**Directions**
Could you reproduce the material below exactly, from the line containing "Practice. Point out each instance of the distant island" through its last line, and leave out everything else?

**Source records**

┌──

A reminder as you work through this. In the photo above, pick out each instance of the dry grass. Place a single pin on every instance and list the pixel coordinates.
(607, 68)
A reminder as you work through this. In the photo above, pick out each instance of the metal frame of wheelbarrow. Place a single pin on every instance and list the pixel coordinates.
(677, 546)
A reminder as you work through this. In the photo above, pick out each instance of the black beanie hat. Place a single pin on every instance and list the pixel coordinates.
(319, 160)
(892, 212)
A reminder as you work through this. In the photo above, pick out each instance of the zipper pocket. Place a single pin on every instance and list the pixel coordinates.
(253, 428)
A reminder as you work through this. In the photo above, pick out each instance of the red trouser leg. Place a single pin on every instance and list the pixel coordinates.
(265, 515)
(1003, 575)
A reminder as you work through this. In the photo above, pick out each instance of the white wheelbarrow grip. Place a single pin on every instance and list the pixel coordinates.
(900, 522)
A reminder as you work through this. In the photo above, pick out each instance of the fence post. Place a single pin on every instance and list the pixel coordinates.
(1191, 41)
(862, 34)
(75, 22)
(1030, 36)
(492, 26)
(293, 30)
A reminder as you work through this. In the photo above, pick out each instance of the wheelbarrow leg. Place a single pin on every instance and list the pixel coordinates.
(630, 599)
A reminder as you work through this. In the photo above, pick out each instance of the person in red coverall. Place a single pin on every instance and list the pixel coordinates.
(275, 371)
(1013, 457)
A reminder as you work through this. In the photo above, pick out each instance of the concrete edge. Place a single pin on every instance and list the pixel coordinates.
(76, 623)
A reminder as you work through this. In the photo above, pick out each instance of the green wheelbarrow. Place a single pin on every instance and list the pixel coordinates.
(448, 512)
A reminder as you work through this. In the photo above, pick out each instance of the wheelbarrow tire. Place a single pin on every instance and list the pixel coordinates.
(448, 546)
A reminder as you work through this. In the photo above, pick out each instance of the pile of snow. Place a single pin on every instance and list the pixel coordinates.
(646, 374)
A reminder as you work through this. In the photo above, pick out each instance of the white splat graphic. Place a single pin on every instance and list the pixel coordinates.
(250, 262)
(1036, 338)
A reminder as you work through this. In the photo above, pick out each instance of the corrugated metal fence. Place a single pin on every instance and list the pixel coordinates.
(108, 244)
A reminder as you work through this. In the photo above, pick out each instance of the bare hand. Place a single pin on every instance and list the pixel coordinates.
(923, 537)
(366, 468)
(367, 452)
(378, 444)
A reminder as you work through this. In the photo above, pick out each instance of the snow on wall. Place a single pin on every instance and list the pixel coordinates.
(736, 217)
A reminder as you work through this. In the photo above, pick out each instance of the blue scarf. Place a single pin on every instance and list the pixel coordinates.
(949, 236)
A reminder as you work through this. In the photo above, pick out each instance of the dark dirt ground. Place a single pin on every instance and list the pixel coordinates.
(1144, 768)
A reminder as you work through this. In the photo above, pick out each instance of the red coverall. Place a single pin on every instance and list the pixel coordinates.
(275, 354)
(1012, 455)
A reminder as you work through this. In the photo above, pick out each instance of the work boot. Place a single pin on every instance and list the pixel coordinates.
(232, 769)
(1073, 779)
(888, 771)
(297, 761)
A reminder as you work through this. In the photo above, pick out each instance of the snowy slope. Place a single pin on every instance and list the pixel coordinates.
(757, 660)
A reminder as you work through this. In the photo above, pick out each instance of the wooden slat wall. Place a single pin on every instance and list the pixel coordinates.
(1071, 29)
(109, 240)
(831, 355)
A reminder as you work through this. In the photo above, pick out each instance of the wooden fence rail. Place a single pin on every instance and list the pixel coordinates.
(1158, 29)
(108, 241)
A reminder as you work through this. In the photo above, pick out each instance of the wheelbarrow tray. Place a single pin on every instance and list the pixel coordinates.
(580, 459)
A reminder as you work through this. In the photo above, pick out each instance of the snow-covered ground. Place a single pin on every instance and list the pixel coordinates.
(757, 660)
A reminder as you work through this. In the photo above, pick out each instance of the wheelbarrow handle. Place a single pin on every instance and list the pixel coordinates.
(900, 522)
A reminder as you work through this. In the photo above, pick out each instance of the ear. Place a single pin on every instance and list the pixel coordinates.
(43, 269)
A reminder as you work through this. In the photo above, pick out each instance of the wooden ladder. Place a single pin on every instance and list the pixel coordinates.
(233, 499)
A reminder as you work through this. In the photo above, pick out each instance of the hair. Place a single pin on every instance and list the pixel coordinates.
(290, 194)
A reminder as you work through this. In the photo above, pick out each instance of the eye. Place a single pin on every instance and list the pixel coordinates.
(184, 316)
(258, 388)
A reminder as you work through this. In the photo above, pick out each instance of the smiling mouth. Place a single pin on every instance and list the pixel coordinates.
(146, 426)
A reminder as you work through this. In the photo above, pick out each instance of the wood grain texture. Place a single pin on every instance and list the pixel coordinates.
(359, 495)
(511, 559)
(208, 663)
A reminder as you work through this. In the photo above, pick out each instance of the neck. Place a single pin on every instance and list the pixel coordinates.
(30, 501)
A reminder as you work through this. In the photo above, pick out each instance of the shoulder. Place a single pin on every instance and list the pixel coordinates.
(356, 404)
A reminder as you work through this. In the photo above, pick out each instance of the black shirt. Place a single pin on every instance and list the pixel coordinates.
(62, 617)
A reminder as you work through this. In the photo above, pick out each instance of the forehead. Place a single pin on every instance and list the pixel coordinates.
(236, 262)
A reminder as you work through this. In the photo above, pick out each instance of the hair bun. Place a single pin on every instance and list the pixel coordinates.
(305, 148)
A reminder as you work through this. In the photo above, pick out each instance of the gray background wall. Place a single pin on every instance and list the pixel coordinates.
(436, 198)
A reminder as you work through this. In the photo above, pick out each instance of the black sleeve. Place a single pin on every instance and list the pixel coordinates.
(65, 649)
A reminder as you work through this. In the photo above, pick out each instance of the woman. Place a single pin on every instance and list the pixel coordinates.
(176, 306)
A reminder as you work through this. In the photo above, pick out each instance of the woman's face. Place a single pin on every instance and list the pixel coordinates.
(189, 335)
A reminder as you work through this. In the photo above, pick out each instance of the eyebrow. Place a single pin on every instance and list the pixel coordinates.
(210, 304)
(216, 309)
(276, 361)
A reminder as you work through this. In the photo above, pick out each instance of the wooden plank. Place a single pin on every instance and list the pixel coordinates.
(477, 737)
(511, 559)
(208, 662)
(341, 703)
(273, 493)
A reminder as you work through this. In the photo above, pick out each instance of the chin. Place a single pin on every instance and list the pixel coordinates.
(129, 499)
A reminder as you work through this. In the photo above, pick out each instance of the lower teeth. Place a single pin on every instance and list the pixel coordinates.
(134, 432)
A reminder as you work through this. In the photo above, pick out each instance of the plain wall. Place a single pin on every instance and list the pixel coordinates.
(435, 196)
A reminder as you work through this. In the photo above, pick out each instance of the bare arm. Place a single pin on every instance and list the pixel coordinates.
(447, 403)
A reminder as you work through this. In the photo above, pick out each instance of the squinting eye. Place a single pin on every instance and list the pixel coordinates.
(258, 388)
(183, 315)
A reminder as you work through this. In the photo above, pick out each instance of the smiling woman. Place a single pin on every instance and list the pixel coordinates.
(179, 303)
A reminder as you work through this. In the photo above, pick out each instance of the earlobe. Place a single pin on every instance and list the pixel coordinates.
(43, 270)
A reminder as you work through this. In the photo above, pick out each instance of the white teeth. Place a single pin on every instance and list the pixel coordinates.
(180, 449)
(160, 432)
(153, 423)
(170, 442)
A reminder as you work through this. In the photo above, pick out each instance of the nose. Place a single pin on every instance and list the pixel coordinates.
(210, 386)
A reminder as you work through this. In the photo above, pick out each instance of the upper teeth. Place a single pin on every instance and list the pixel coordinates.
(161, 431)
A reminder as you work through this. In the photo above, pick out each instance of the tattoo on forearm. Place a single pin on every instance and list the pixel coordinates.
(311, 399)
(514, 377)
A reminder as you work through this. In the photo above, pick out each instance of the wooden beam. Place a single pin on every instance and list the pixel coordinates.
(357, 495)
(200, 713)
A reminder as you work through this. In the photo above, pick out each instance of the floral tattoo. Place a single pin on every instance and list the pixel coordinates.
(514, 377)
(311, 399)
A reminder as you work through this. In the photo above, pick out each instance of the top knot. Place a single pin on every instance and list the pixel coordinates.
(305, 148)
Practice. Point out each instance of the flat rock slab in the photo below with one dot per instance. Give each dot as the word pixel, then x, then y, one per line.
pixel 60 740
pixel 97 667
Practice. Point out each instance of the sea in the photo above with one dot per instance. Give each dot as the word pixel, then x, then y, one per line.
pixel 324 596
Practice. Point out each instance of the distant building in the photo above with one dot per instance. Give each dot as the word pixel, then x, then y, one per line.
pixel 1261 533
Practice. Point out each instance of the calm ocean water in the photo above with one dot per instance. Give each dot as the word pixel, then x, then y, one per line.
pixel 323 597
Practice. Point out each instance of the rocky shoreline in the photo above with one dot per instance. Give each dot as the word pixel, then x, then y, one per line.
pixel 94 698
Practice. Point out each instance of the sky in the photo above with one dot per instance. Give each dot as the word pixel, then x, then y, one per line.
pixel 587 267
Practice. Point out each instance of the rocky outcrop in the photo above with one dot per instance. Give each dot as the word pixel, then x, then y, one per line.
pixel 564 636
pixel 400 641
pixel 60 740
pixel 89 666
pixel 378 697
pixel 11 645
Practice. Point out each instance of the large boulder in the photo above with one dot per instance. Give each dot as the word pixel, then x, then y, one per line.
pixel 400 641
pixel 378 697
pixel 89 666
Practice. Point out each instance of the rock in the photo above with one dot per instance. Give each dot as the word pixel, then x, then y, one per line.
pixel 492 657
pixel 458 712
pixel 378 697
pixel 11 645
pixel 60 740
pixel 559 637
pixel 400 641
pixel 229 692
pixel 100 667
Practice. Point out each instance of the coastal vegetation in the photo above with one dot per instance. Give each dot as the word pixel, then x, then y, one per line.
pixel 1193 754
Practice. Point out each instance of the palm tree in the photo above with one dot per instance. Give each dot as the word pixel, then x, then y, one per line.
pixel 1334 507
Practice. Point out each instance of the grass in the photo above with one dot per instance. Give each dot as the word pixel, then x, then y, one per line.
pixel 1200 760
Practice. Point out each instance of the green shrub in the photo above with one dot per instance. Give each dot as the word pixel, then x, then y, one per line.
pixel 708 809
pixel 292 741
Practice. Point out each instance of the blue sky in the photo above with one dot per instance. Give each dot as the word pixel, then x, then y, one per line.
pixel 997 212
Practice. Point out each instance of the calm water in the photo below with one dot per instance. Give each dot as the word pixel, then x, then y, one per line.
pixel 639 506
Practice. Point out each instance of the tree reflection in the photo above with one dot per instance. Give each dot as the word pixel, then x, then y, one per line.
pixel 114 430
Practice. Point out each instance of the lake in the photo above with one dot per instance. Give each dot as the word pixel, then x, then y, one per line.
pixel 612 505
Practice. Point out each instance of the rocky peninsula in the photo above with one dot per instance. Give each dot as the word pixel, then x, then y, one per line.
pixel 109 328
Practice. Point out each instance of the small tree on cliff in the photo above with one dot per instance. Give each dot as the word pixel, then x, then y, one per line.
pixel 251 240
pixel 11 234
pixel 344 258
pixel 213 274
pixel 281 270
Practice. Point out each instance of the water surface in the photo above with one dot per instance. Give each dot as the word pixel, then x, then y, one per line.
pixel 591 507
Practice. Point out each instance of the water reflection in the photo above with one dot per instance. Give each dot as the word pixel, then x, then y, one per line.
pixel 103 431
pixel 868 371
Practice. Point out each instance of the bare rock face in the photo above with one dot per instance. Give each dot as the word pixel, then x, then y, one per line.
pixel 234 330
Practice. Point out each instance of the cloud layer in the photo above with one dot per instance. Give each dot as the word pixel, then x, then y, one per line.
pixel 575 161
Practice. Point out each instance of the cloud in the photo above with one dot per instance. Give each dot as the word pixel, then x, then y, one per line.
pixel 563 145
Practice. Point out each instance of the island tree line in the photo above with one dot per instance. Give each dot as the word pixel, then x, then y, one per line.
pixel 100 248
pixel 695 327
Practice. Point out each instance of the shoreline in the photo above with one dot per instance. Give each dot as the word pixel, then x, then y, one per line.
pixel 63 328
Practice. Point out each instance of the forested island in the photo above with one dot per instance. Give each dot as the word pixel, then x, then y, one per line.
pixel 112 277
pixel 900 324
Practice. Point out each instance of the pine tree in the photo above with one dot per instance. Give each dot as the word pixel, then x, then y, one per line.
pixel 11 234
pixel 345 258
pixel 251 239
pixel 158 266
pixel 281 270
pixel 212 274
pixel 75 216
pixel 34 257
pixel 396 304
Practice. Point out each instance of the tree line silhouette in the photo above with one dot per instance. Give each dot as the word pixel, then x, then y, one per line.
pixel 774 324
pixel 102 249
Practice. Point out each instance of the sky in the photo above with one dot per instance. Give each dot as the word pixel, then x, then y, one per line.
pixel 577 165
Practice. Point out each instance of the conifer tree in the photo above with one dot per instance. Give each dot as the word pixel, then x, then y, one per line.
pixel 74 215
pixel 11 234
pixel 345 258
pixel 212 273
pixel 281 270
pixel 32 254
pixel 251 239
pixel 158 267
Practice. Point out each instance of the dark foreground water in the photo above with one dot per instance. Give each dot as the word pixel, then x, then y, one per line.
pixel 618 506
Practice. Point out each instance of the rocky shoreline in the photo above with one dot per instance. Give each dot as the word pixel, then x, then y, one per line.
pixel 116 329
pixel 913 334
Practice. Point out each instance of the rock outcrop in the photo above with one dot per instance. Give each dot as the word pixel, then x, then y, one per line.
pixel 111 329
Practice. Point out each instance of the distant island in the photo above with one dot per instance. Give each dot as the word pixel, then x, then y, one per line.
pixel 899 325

└──

**Result**
Practice. Point out each instance of the distant island in the photo above with one dot per instance. Give each dot as the word pixel, then x, then y, one per line.
pixel 899 325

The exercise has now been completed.